#### [Records]
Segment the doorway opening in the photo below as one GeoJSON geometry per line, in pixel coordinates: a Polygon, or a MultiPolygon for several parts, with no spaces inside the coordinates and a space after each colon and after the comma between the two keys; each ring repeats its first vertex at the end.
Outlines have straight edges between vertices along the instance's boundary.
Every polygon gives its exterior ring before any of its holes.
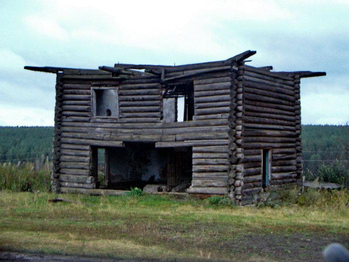
{"type": "Polygon", "coordinates": [[[125,147],[93,148],[96,187],[184,192],[191,184],[192,154],[191,147],[156,148],[154,143],[125,143],[125,147]]]}
{"type": "Polygon", "coordinates": [[[270,150],[263,150],[263,167],[262,174],[262,187],[265,188],[270,184],[270,150]]]}

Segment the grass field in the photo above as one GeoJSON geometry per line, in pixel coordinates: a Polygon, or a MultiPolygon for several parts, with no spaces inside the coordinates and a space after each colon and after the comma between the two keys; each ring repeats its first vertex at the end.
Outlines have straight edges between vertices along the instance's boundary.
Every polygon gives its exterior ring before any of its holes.
{"type": "Polygon", "coordinates": [[[52,203],[47,200],[56,196],[49,193],[2,191],[0,251],[152,261],[321,261],[328,244],[349,246],[348,193],[315,196],[312,206],[304,198],[240,207],[158,195],[65,195],[79,203],[52,203]]]}

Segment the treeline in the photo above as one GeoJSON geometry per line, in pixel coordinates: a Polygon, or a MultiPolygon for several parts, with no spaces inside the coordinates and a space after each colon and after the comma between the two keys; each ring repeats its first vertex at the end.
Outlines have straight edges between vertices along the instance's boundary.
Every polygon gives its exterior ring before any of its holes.
{"type": "Polygon", "coordinates": [[[52,158],[52,127],[0,127],[0,162],[30,161],[43,154],[52,158]]]}
{"type": "MultiPolygon", "coordinates": [[[[53,135],[52,127],[0,127],[0,160],[51,158],[53,135]]],[[[349,170],[349,126],[303,125],[302,137],[305,172],[316,174],[323,164],[336,160],[349,170]]]]}

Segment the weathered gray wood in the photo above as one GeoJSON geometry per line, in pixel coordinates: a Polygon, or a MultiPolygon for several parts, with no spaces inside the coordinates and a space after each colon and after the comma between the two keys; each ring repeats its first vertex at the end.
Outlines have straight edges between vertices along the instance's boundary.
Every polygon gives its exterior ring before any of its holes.
{"type": "Polygon", "coordinates": [[[186,190],[191,194],[209,194],[211,195],[224,195],[227,192],[227,187],[190,187],[186,190]]]}
{"type": "Polygon", "coordinates": [[[193,120],[204,120],[207,119],[217,119],[226,118],[227,119],[229,116],[228,113],[222,113],[220,114],[212,114],[209,115],[194,115],[193,116],[193,120]]]}
{"type": "Polygon", "coordinates": [[[89,176],[82,176],[78,175],[61,174],[59,176],[59,181],[64,182],[73,182],[91,184],[95,182],[95,178],[89,176]]]}
{"type": "Polygon", "coordinates": [[[194,153],[193,159],[195,158],[222,158],[228,159],[229,155],[224,153],[194,153]]]}
{"type": "Polygon", "coordinates": [[[111,189],[89,189],[61,187],[59,192],[63,194],[82,194],[92,196],[123,196],[127,193],[124,190],[113,190],[111,189]]]}
{"type": "Polygon", "coordinates": [[[208,165],[229,165],[230,162],[227,159],[218,158],[196,158],[192,160],[192,164],[197,166],[208,165]]]}
{"type": "Polygon", "coordinates": [[[195,187],[226,187],[227,185],[226,179],[193,179],[191,181],[191,186],[195,187]]]}
{"type": "Polygon", "coordinates": [[[194,112],[195,115],[211,115],[229,113],[231,110],[229,106],[226,106],[224,107],[213,107],[212,108],[195,109],[194,112]]]}
{"type": "Polygon", "coordinates": [[[220,108],[223,107],[229,106],[231,104],[230,101],[225,101],[217,103],[215,102],[212,103],[195,103],[194,105],[194,108],[195,109],[201,108],[220,108]]]}
{"type": "Polygon", "coordinates": [[[213,102],[224,102],[230,101],[230,95],[213,95],[211,96],[202,96],[201,97],[196,97],[195,102],[197,103],[207,103],[213,102]]]}

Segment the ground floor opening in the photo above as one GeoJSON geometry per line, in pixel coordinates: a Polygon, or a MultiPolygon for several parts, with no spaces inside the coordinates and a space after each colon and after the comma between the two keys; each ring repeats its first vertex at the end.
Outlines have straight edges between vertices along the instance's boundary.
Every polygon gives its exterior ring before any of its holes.
{"type": "Polygon", "coordinates": [[[126,143],[124,147],[93,148],[91,168],[97,188],[184,192],[191,184],[192,154],[189,147],[126,143]]]}

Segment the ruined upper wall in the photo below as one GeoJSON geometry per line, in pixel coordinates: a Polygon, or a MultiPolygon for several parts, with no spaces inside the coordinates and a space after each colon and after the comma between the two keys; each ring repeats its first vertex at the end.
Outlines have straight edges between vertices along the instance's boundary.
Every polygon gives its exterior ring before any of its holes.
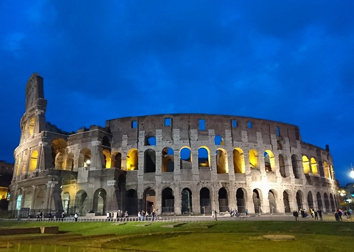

#### [Aim]
Lay out everything from the line containing "Segment the ground" down to the end of the data as a JSON list of strings, one string per line, with blank lines dropped. Leave the picture out of the list.

#### [Exercise solution]
[
  "Segment the ground floor opening in the photo above as one GeoJSON geometry per line, in pixel coordinates: a Polygon, or a MultiPolygon for several parts, with no spaces inside the coordinates and a space after each colon and after the comma between the two keys; each ring repeats its first vertex at the end.",
  "Outlines have straight edges between vertices along the instance's boundary.",
  "Every polygon gives its exterior ring before any of its holes.",
  "{\"type\": \"Polygon\", \"coordinates\": [[[126,143],[124,147],[93,148],[91,168],[97,188],[184,192],[191,184],[192,154],[189,147],[126,143]]]}",
  "Segment the ruined upper wall in the photo below as one GeoJSON geometry per line, in pixel coordinates: a Polygon, or a MultiPolygon for several parts, with no spaces inside the coordinates and a space after each colon and after the comma between the two keys; each ring repeats its first vertex at the end.",
  "Outlines have straight edges between vertices along the instance's boundary.",
  "Every polygon gives its exterior ring before any of its holes."
]